### [GIVEN PROBLEM]
Return every entry exactly.

+++ INPUT MATERIAL +++

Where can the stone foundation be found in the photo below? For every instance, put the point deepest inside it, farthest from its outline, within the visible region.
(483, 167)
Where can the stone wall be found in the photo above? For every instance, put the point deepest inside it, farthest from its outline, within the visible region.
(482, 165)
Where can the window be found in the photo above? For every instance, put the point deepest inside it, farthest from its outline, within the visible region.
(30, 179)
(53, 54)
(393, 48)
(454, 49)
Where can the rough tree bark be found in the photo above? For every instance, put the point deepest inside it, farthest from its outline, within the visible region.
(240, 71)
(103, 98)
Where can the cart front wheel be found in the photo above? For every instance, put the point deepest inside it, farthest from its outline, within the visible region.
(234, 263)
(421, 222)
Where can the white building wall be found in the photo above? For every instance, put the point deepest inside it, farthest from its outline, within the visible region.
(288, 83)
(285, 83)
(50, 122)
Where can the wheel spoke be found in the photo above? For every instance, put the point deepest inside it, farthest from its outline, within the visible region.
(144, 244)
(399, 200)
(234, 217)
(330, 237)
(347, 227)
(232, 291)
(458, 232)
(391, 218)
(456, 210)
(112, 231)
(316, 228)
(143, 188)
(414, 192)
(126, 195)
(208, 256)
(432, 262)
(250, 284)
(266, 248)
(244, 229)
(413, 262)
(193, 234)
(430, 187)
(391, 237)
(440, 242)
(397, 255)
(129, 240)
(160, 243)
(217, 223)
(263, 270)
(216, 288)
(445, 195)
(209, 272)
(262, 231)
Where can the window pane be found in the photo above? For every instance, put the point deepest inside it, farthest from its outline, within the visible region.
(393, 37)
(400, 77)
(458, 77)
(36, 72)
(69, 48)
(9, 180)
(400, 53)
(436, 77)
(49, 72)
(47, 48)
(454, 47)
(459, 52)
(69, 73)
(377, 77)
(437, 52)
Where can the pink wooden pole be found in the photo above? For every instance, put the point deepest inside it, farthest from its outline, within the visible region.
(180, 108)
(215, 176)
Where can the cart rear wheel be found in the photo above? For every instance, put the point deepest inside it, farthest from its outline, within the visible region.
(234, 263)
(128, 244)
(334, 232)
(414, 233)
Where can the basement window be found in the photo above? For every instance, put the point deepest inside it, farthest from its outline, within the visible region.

+++

### [EXERCISE ANSWER]
Where can the stone foundation be found in the photo below? For every instance, put the point deepest inside it, farthest from its outline, within the visible region.
(483, 167)
Where can the stone wall be found in the photo above? For every instance, put the point deepest inside it, farthest from its outline, within the visible region.
(482, 165)
Where can the window be found in the photo above? For every instance, put the point deepest inside it, farthest from its outline, within the visible region.
(30, 179)
(53, 54)
(393, 48)
(454, 49)
Where can the rough tree bark be found in the photo above? For every instance, put the point deepest inside it, farthest from its outline, within the visible region.
(240, 71)
(103, 98)
Where can the cart front wheel be found in the photo above? For every instance, put the point deepest inside it, farthest from its outline, within the visible region.
(234, 263)
(421, 222)
Where can the white building wall be found in the photo above? For every instance, put the point deepest inside it, farthest from its outline, within the visible region.
(288, 83)
(285, 83)
(50, 122)
Where can the wheel spoke be found in the photo above? For every instance, put the point deepest inside it, farthest from its outline, within the visible region.
(144, 244)
(399, 200)
(234, 217)
(330, 237)
(347, 227)
(232, 291)
(458, 232)
(391, 218)
(456, 210)
(112, 231)
(316, 228)
(143, 188)
(414, 192)
(126, 195)
(208, 256)
(432, 262)
(250, 284)
(266, 248)
(244, 229)
(413, 262)
(193, 234)
(430, 187)
(391, 237)
(440, 242)
(397, 255)
(129, 240)
(160, 243)
(217, 223)
(263, 270)
(216, 288)
(445, 195)
(209, 272)
(262, 231)
Where can the window pane be found in the photo above? For every instance, put the point deepest inside it, farthest from its outline, within the visible region.
(393, 37)
(400, 77)
(458, 77)
(36, 72)
(69, 48)
(9, 180)
(400, 53)
(436, 77)
(49, 72)
(47, 48)
(454, 47)
(459, 52)
(69, 73)
(377, 77)
(437, 52)
Where can the pink wooden pole be found in the photo above? For every instance, put the point deepest inside it, farthest from its outline, within the visible region.
(180, 108)
(215, 176)
Where can the cart rear wheel be found in the photo above? For every instance, put the point deepest inside it, farthest from its outline, within the visible region.
(234, 263)
(128, 244)
(334, 232)
(414, 233)
Where can the basement window be found in the photo above? For every instance, put the point deepest inside it, farthest from its outline, within the visible region.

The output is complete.